Extrait du document:
>>>>>

Interview avec S.E.M. Christian TER-STEPANIAN, Ambassadeur, Représentant personnel du Premier ministre de la République d'Arménie auprès de l'OIF

Arménie francophone
21.06.2021

- M. l’Ambassadeur, l’Arménie assure, depuis octobre 2018, la présidence du Sommet de la Francophonie. Cette présidence, qui arrive à échéance en novembre prochain, a coïncidé avec une période extrêmement difficile et complexe, à la fois sur le plan national (la guerre en Artsakh) qu’international (pandémie du Covid-19). Quel bilan pour l’Arménie dressez-vous de cette période?

L’Arménie a, en effet, assuré sa présidence du Sommet de la Francophonie dans le contexte difficile que vous avez évoqué.

La crise sanitaire sans précédent de la pandémie de la Covid 19 nous a ainsi amenés à annuler voire reporter des initiatives que la présidence arménienne souhaitait mettre en oeuvre ; j’ai notamment à l’esprit des activités visant à la promotion du vivre ensemble, de l’égalité femme homme ainsi que le projet de Forum économique.

<<<<<

Tâches et exercices:
1) Dans l'entretien avec l'ambassadeur, pourquoi la présidence arménienne a-t-elle dû annuler ou reporter certaines de ses initiatives ? Répondez en une à trois phrases.
2) Recopiez mot pour mot le passage de l'entretien avec l'ambassadeur qui va de « Arménie francophone » jusqu'à « de Forum économique. ».

Données présentées:

>>>>>

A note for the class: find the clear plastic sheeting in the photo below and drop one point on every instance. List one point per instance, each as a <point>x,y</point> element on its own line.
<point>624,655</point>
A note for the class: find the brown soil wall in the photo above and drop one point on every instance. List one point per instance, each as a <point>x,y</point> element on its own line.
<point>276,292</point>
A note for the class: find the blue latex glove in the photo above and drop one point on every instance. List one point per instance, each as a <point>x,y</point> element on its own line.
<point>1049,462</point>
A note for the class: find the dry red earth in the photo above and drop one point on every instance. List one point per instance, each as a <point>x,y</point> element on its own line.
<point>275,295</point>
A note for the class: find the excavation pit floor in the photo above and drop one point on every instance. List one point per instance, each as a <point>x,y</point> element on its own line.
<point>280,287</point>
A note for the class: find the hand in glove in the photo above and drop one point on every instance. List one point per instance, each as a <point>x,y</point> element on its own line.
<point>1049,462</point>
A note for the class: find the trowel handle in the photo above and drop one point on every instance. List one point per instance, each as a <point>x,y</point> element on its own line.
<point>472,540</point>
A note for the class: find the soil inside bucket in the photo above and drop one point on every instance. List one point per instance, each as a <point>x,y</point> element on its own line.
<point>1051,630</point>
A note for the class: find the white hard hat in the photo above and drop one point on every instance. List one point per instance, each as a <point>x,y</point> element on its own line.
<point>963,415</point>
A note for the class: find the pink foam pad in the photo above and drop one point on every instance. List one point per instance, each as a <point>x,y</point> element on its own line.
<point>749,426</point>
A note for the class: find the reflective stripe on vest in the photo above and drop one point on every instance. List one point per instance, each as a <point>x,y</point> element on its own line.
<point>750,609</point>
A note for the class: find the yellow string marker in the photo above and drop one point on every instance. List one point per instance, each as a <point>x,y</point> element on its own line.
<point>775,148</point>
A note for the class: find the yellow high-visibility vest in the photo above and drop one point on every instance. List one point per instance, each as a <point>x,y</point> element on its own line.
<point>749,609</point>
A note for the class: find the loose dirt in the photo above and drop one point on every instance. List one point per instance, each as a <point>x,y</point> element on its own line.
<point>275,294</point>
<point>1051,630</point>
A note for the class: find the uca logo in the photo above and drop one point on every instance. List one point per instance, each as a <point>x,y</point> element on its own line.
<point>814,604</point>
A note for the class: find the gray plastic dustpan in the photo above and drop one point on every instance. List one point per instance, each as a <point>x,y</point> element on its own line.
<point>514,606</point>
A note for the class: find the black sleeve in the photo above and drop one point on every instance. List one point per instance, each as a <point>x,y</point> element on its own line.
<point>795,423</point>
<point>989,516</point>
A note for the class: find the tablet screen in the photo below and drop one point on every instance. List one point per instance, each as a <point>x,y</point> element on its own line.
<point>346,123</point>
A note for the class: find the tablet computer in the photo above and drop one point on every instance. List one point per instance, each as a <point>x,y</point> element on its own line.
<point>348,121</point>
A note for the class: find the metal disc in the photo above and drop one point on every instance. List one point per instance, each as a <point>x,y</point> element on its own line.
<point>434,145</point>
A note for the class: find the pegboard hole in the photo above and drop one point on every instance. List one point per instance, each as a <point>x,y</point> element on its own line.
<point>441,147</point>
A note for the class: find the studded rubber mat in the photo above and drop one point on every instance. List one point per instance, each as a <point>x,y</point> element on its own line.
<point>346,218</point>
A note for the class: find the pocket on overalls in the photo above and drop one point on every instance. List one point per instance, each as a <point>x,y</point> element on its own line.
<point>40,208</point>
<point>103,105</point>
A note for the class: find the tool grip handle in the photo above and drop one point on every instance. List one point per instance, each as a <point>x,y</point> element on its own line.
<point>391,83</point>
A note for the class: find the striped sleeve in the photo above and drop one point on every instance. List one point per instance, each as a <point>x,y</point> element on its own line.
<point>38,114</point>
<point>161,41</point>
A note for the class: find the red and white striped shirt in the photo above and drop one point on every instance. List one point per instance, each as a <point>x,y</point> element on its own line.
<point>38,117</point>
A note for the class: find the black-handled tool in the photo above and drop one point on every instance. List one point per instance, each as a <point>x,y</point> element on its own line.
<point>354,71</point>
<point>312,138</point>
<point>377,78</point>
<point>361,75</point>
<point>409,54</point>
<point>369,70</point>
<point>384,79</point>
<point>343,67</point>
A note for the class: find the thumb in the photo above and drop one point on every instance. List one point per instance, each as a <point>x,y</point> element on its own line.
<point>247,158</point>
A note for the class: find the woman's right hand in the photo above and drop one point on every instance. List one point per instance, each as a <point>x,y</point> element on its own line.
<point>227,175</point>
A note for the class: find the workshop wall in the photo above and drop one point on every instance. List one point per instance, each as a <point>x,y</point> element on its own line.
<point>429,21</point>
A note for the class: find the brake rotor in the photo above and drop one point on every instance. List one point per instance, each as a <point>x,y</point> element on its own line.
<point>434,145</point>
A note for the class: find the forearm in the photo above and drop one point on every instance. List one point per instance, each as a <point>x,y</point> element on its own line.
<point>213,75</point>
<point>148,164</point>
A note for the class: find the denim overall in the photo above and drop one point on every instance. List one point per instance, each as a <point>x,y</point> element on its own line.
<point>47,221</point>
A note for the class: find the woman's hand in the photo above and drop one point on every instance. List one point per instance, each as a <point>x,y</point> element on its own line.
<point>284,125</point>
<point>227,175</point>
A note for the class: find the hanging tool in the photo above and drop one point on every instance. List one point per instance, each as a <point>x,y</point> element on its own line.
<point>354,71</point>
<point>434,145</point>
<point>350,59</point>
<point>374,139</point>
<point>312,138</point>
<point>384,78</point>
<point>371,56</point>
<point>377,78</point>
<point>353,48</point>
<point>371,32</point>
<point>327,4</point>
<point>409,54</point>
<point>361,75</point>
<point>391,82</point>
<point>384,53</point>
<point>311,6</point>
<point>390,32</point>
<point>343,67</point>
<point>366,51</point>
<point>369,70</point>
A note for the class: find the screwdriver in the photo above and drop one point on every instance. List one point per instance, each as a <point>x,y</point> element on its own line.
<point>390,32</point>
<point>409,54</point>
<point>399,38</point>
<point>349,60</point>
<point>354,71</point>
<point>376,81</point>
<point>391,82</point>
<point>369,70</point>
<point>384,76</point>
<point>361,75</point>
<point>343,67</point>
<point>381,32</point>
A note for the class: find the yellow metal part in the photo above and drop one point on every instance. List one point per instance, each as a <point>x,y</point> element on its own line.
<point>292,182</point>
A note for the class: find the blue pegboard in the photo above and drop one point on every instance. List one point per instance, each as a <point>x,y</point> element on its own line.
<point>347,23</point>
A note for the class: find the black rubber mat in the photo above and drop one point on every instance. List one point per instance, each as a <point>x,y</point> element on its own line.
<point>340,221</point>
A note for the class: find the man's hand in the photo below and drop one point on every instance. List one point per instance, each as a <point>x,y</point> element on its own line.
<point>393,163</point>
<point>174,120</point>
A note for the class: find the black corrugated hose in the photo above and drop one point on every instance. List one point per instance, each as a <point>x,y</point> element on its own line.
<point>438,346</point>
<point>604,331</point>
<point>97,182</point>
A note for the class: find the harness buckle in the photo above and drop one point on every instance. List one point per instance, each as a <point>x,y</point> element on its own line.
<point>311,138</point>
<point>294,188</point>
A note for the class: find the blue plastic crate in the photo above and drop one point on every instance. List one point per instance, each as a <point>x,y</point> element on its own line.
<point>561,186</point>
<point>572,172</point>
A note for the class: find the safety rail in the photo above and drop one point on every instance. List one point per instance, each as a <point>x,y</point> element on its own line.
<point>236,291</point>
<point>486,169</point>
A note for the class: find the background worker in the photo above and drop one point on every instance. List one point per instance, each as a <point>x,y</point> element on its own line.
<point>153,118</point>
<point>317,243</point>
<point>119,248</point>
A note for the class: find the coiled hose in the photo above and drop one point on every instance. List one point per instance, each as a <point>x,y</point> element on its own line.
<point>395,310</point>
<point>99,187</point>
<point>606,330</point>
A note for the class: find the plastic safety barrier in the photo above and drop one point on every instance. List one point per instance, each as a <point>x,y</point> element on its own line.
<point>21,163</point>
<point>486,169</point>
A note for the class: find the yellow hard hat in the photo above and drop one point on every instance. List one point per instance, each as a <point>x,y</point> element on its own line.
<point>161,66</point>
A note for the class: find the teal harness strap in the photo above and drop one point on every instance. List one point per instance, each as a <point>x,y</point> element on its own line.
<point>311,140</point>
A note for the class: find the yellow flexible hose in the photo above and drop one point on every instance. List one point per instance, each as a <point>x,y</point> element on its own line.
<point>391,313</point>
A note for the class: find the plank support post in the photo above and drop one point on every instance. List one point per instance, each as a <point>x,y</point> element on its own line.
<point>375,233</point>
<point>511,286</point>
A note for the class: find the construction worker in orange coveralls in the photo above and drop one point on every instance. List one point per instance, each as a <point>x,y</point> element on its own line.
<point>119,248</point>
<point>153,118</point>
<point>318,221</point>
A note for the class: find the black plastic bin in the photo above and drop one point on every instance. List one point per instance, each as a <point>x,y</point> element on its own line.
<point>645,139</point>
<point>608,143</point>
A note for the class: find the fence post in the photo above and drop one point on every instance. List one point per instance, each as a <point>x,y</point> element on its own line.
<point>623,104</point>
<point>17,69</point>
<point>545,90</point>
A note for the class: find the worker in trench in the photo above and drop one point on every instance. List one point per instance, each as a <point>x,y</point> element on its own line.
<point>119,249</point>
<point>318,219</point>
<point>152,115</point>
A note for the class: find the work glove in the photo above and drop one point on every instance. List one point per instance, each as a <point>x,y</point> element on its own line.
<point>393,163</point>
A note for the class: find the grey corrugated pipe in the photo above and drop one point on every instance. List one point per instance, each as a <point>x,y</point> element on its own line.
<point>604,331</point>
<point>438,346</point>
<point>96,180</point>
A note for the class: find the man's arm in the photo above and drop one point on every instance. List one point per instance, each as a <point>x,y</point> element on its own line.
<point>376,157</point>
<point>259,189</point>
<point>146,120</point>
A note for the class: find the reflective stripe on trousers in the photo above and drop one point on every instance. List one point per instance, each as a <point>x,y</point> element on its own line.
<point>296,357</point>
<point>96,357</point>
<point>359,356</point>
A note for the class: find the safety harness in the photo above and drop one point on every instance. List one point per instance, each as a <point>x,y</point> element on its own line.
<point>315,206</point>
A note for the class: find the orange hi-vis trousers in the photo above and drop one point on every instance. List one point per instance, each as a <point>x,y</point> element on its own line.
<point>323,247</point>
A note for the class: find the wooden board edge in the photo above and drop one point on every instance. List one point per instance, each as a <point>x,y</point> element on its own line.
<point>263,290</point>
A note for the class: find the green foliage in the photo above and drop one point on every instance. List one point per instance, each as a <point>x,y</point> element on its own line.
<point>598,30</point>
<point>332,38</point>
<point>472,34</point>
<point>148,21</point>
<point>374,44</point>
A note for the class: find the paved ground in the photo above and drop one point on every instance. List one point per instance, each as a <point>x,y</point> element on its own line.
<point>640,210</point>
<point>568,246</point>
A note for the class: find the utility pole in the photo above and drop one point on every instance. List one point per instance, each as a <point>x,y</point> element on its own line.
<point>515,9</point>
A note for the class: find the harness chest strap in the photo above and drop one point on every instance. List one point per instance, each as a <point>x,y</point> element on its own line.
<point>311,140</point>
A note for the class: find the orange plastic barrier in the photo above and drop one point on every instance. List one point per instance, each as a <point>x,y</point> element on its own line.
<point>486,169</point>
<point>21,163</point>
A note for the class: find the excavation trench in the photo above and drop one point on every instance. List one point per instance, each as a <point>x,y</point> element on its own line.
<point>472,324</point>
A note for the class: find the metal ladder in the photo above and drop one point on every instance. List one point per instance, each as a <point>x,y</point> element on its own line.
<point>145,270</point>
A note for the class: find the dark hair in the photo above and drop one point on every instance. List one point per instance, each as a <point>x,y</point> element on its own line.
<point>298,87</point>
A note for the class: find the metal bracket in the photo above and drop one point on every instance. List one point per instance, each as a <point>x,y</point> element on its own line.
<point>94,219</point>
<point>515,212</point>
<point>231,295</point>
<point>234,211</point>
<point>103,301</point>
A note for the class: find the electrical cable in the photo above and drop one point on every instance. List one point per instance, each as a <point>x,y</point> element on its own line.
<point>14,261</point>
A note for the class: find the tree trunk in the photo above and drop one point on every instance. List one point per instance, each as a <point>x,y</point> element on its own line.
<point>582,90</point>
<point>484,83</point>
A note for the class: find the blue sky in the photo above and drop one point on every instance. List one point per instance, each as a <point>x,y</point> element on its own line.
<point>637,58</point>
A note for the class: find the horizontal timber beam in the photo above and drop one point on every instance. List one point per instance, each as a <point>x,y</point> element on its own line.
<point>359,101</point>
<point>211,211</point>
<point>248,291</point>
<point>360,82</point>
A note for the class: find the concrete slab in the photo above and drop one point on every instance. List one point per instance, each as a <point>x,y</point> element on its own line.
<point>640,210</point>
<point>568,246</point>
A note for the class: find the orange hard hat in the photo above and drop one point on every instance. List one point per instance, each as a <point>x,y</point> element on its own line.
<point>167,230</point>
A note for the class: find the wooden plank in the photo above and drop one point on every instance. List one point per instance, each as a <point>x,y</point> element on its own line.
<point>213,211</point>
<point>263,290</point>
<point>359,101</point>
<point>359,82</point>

<<<<<

Réponses aux activités:
1) C'est la crise sanitaire sans précédent de la pandémie de Covid-19 qui l'y a amenée. Parmi les initiatives touchées figuraient des activités de promotion du vivre ensemble et de l'égalité femme homme, ainsi que le projet de Forum économique.

2)
Arménie francophone
21.06.2021

- M. l’Ambassadeur, l’Arménie assure, depuis octobre 2018, la présidence du Sommet de la Francophonie. Cette présidence, qui arrive à échéance en novembre prochain, a coïncidé avec une période extrêmement difficile et complexe, à la fois sur le plan national (la guerre en Artsakh) qu’international (pandémie du Covid-19). Quel bilan pour l’Arménie dressez-vous de cette période?

L’Arménie a, en effet, assuré sa présidence du Sommet de la Francophonie dans le contexte difficile que vous avez évoqué.

La crise sanitaire sans précédent de la pandémie de la Covid 19 nous a ainsi amenés à annuler voire reporter des initiatives que la présidence arménienne souhaitait mettre en oeuvre ; j’ai notamment à l’esprit des activités visant à la promotion du vivre ensemble, de l’égalité femme homme ainsi que le projet de Forum économique.